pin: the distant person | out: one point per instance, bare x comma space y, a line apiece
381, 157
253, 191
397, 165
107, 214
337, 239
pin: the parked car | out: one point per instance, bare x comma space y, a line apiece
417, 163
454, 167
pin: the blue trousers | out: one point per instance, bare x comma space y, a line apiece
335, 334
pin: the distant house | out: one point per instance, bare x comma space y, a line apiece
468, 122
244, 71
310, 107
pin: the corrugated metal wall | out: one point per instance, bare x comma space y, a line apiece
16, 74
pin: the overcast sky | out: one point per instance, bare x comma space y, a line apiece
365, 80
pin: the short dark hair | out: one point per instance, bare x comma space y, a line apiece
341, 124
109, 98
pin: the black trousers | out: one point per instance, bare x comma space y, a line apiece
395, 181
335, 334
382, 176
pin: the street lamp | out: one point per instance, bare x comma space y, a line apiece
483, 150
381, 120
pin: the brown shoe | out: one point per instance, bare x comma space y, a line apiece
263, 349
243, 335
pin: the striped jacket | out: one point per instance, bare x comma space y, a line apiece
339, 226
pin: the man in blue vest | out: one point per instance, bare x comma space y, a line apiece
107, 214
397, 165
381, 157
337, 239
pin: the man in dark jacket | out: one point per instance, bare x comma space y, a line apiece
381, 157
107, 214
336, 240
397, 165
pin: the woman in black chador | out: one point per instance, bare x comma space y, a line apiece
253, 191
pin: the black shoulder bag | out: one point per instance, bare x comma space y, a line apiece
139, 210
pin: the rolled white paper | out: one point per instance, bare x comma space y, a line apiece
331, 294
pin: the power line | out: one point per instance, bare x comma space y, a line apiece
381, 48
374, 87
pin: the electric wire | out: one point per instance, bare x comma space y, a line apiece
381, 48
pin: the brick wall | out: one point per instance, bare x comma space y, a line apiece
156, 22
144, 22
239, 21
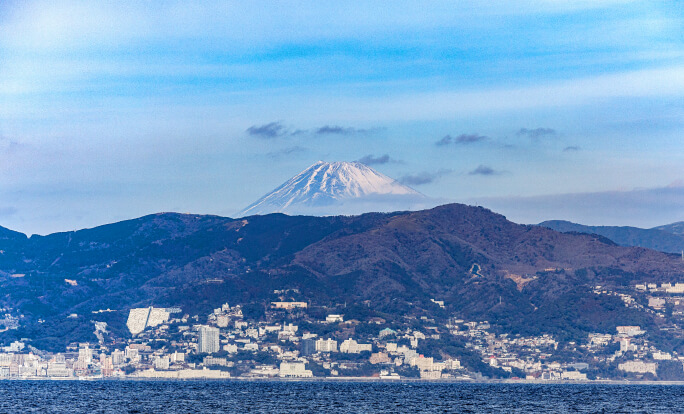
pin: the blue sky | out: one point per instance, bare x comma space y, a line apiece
112, 110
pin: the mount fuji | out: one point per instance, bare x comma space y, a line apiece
338, 188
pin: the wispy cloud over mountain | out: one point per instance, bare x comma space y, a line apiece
640, 207
287, 151
338, 130
270, 130
372, 160
484, 170
537, 133
424, 177
461, 139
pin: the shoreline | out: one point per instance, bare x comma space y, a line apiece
349, 379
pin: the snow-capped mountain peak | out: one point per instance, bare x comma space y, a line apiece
324, 187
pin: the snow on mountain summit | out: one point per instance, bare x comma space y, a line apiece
333, 188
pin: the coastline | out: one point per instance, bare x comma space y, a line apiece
346, 379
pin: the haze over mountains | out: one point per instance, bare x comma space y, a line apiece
338, 188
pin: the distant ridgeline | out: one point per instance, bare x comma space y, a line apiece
141, 318
667, 238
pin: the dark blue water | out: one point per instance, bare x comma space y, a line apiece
338, 397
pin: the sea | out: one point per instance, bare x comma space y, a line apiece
333, 397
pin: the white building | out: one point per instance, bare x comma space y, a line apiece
294, 370
208, 340
141, 318
161, 362
352, 347
334, 318
629, 330
640, 367
326, 345
573, 376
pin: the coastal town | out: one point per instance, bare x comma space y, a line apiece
287, 342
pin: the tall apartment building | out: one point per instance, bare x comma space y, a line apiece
208, 340
326, 345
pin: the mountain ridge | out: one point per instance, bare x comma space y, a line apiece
656, 238
525, 278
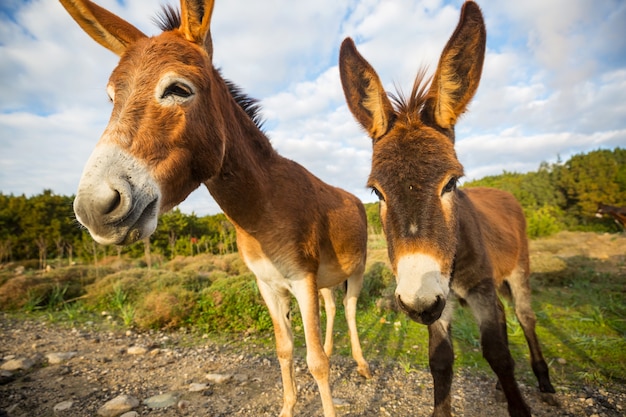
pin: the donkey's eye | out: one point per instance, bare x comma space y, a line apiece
450, 186
177, 90
378, 194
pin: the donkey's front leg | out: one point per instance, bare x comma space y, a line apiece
441, 358
489, 313
278, 304
305, 291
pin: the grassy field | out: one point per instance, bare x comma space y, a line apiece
579, 295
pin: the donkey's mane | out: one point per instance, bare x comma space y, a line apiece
169, 19
419, 94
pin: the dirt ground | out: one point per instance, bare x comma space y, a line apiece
105, 366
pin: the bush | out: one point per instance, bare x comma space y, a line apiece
376, 280
232, 304
544, 221
164, 309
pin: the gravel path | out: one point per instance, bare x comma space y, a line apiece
194, 376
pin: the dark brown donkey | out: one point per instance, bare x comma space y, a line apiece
177, 124
442, 240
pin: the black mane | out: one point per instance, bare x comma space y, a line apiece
250, 105
169, 19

____________

◆ WORK INSTRUCTION
Set every record down exactly, omitting pictures.

◆ TASK RESULT
pin: the distant person | out: one point per instance, bare x comma space y, a line apiece
381, 157
253, 191
397, 165
107, 214
337, 239
pin: the parked car | out: one point per instance, bare x comma space y, a line apiece
417, 163
454, 167
pin: the blue trousers | out: one point per instance, bare x comma space y, a line apiece
335, 334
pin: the distant house | out: one point per instance, bare x comma space y, a line apiece
468, 122
244, 71
310, 107
pin: the corrugated metal wall | out: one point per instance, bare x comma space y, a line apiece
16, 74
pin: the overcast sky | out: one point per instance, bare x comma space y, a line apiece
365, 80
pin: the short dark hair | out: one point per instance, bare x comma space y, a line apiece
341, 124
109, 98
pin: the black trousers | out: one point per instance, bare x comma space y, a line apiece
395, 181
335, 334
382, 176
pin: the street lamp | out: one point per instance, bare x comma space y, a line apiece
483, 150
381, 120
pin: the brown shoe | out: one point per instance, bare x comma space y, a line apiece
263, 349
243, 335
pin: the striped jacket | out: one point per instance, bare x comma space y, a line apiece
339, 226
pin: the man in blue vest | out: one point per instance, bare x comma space y, a line apiece
107, 214
397, 165
381, 157
337, 239
pin: the man in dark jacket | out: one point per instance, bare x comma space y, a line apiece
381, 157
107, 214
336, 240
397, 165
pin: the woman in black chador | out: one point per instance, bare x comma space y, a line apiece
253, 191
pin: the black shoulder bag | out: one point per instance, bare x comma space y, a line apiece
139, 210
pin: the rolled white paper | out: one point per instance, bare x comma space y, a line apiece
331, 294
pin: the power line | out: one point per instance, bare x comma space y, a line apiece
381, 48
374, 87
pin: the electric wire | out: one point per instance, bare x comma space y, a line apiece
381, 48
pin: the brick wall | out: one point per instance, bare x comma space y, a line apiece
156, 22
144, 22
239, 21
pin: the blue sky | out: one point per instance, bare x comma space y, a line apiece
112, 110
pin: the mount fuji | out: one point per instance, bare x comma space y, a line apiece
338, 188
pin: the wispy cloud over mountain | out: one point per instance, bare x comma space y, a line apiece
640, 207
287, 151
338, 130
270, 130
372, 160
484, 170
537, 133
424, 177
461, 139
pin: the shoreline | out: one point per instance, bare x comma space y, a line apiece
349, 379
pin: the snow-capped mountain peak | out: one point per instance, bare x comma space y, a line apiece
324, 187
pin: the snow on mountain summit | out: one point per instance, bare x comma space y, a line apiece
333, 188
pin: the coastline | out: one point per instance, bare x comma space y, a line apiece
346, 379
pin: the haze over mountains | out: one point per instance, bare x comma space y, a line apiece
338, 188
pin: the distant ridgeline | out: one point per instance, bare x comma space y, a line apiece
141, 318
667, 238
pin: the dark blue water | out: one point per instance, bare x comma space y, a line apiece
338, 397
pin: the sea | out: one point per instance, bare x comma space y, a line apiece
333, 397
pin: the white building | out: one point per instance, bare x comma space y, a line apiece
294, 370
208, 340
141, 318
161, 362
352, 347
334, 318
629, 330
640, 367
326, 345
573, 376
pin: the coastal town | out: one point per instance, bare x comma space y, a line apiece
287, 342
pin: the tall apartment building | out: one point per instance, bare x comma space y, a line apiece
208, 340
326, 345
pin: the mountain ridge | out: one point per instance, bare x comma space y, a line apiece
656, 238
525, 278
pin: the donkey's eye | out: one point per instance, bare x comma space y, a line apiece
450, 186
177, 90
378, 194
pin: the donkey's front leg | out: one point per instance, bare x comma space y, a line apiece
441, 358
489, 313
278, 304
305, 291
pin: the grassy field | out: one point per instance, bare x comma space y, a line apiece
579, 295
pin: the donkey's mane | out: one point per instance, bare x comma space y, a line apiece
169, 19
419, 94
pin: the dirt ground | out: one point per instance, bare x comma space y, a line apiece
105, 366
pin: the bush | out: one point per instance, bare x comma space y, a line apiece
376, 280
232, 304
544, 221
164, 309
pin: the gravel path | out: one point per instance, bare x comma space y, a line apiece
194, 376
pin: the dark brown donkey | out: one point per instance, bare x comma space y, a line apiece
177, 124
442, 240
pin: the black mane | out: one point per instance, bare x comma space y, a line apiece
250, 105
169, 19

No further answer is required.